__Actions to take__.
[a] Answer these about the biographies, one answer per line:
(i) How many children have John and Liane fostered?
(ii) In what month and year did Chris found Military Minds?
(iii) How many years has Samantha Roman served in the Canadian Army Reserves?
[b] In the rows, switch "light bulb" to "ceiling lamp" in the stretch from the line containing "When you get a chance, would you mind identifying the light" through the line containing "433,0,465,19", and return only those lines with nothing else changed.

__Text segment__.
John and his wife Liane have fostered over 1,200 children in the last 13 years and have been the primary emergency home for “crack” and heroin addicted babies and abandoned and abused infants and toddlers. John holds a doctorate in psychology and together with his wife has been awarded the Humanitarian Community Service Award and the Governor of Canada meritorious service award. As a past president of the Empire club in Toronto he has had personal audiences with numerous heads of state. He serves as a pastor, a padre to the Queen’s Own Rifles in Toronto and statesman with a message of hope for all.

Cpl Chris Dupee
Founder

A Queens Diamond Jubilee Medal recipient, Chris joined the Canadian Forces in 2005 as an infantryman and assumed his post at 3 Royal Canadian Regiment (RCR) in Petawawa Ontario where he earned his Airborne Wings in 2006 and continued his career in Mike (jump) Company. He was a LAV gunner in Afghanistan on TF 3-08 where he also assumed duties with Command Call Sign Niner tac. Upon return to Canada he was posted to the Queens Own Rifles in Toronto and since 2009 has been posted with the Joint Personnel Support Unit (JPSU). Chris founded Military Minds in November 2011 and has been its life and guiding force since.

MCpl Jesse Obee
Board Member

Jesse joined the Canadian Forces in 2005 as an infantryman and assumed his post at 3rd Battalion Royal Canadian Regiment (3RCR) located in Petawawa, Ontario. Jesse spent 6 years serving in November Company and during his time within the company, Jesse deployed to Afghanistan on TF 3-08 where he took part in combat operations in the Zhari/Panjwai districts. Throughout his tour, Jesse gained invaluable experience in the reality of life, combat, and death. Jesse is a firm believer in the loyalty, bravery, and selfless dedication that he not only experienced during his tour but witnessed by many of his fellow soldiers. He can truly attest to the undeniable bond of camaraderie that is formed when soldiers share risks and hardships during combat. These experiences are what have allowed Jesse to relate to the members of military minds and all veterans abroad. Jesse continues to serve actively as a member of CANSOFCOM.

Samantha Roman, MBA
Co-Chairman & National Affairs

Samantha Roman is Director of Sales and Strategic Initiatives for RBC Wealth Management’s North American international business development team. She has served 22 years in the Canadian Army Reserves in various roles which has included a deployment to Bosnia and leading the development of the inaugural Civil-Military Cooperation training course for the Canadian Forces. A qualified nurse Samantha has a graduate degree from the Richard Ivey School of Business, is an executive of Treble Victor Group and a board member of St. John Ambulance Ontario Chapter.

__Record excerpts__.
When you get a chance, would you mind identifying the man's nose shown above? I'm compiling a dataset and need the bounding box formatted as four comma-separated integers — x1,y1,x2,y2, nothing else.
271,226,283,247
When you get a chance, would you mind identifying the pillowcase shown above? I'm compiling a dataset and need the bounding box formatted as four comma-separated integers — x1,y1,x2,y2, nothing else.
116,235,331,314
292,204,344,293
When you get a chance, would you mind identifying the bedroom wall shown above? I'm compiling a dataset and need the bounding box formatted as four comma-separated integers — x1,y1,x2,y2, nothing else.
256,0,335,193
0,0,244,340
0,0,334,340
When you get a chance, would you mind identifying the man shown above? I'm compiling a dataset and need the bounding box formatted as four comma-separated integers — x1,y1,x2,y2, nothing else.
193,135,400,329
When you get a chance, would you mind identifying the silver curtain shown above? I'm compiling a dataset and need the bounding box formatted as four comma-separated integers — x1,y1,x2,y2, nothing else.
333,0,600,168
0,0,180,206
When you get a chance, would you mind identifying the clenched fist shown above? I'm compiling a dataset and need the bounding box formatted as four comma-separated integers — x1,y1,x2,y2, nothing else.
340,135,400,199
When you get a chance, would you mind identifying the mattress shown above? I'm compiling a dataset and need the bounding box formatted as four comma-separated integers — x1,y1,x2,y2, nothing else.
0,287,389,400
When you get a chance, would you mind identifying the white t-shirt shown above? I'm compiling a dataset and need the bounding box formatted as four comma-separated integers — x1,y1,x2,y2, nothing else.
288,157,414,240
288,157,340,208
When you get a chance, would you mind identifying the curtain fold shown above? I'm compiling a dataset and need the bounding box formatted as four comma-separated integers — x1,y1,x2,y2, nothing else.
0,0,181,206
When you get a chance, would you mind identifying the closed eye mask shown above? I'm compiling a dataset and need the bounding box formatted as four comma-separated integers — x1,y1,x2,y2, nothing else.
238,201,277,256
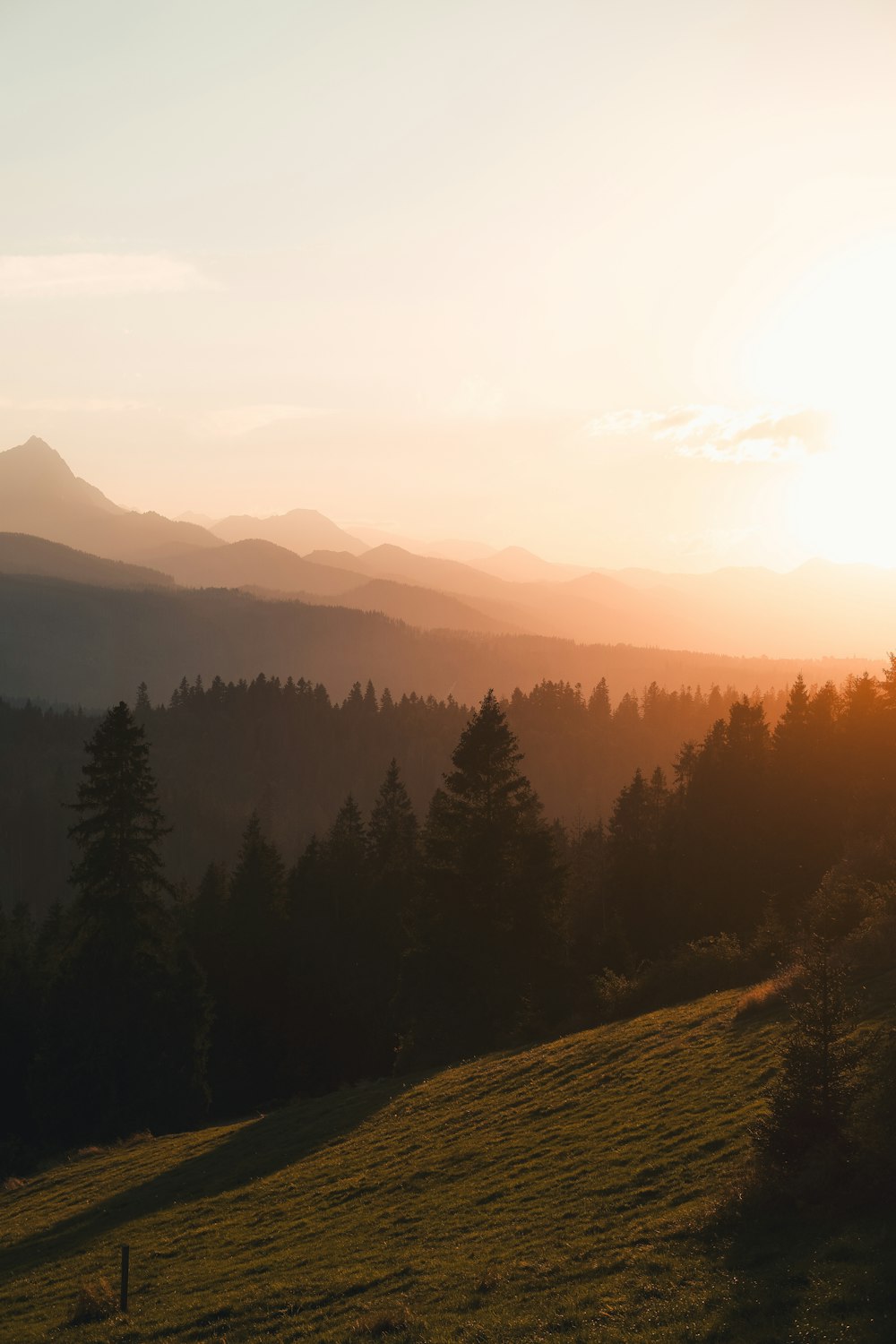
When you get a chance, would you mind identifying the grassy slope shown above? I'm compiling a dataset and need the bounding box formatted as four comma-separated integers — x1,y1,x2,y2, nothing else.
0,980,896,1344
---
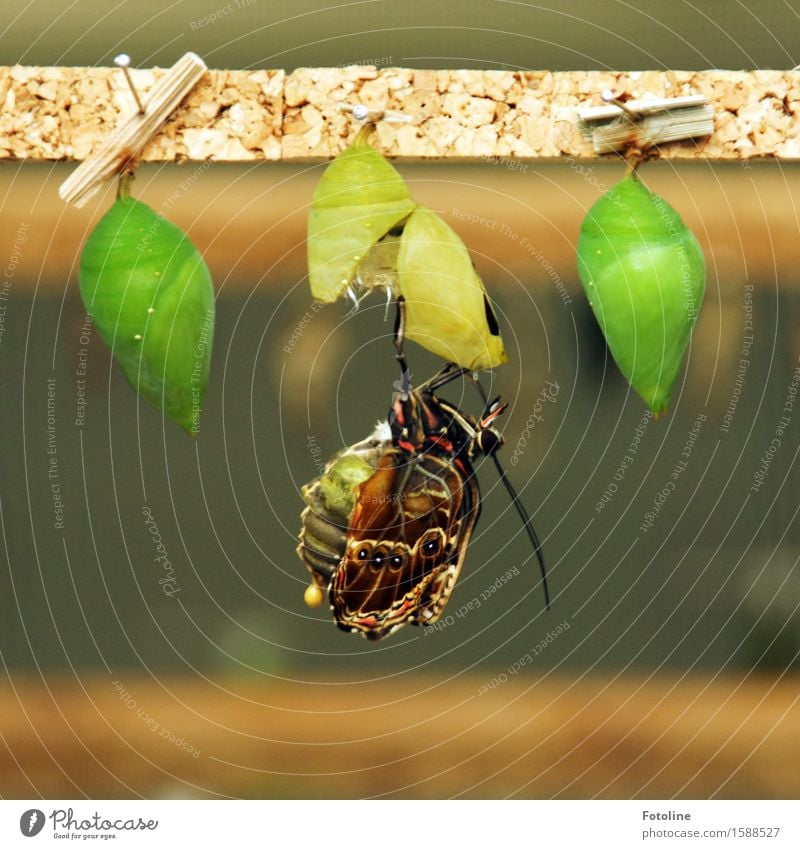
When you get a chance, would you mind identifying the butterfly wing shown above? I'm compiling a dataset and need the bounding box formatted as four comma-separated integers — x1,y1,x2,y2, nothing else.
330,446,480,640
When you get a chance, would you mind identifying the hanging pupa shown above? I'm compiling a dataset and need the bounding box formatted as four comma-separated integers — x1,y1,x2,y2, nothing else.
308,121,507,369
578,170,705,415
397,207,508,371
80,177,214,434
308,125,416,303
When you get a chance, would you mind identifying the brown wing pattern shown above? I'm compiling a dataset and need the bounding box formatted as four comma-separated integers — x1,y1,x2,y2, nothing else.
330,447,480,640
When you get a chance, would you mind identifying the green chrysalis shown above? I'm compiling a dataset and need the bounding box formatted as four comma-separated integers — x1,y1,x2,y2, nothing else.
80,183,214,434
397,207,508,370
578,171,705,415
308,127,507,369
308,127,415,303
--
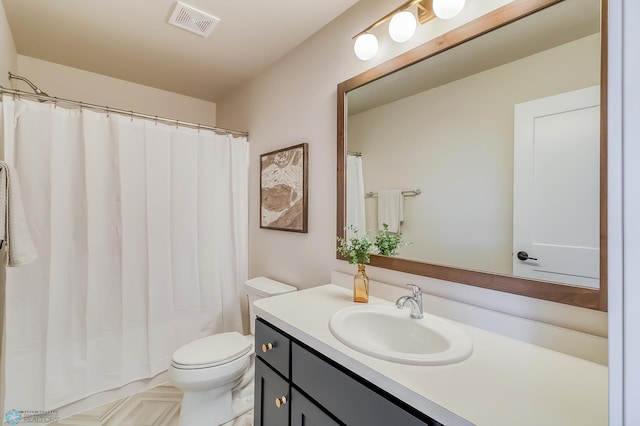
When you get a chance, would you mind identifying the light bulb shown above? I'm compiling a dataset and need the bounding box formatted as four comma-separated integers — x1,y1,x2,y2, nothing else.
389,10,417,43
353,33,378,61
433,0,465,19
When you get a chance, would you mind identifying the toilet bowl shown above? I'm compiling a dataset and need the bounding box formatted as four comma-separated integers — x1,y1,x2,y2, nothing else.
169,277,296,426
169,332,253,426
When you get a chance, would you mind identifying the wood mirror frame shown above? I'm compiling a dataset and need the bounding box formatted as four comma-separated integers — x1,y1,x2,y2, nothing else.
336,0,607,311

__Answer set__.
[a]
(i) Over 1,200, in the last 13 years.
(ii) November 2011.
(iii) 22 years.

[b]
When you get a chance, would you mind identifying the ceiling lamp shown above? I'm compiling a dataset and need the bounding box formatted as four comma-separated integers — x1,y1,x2,y2, nothing else.
389,10,417,43
353,33,378,61
433,0,465,19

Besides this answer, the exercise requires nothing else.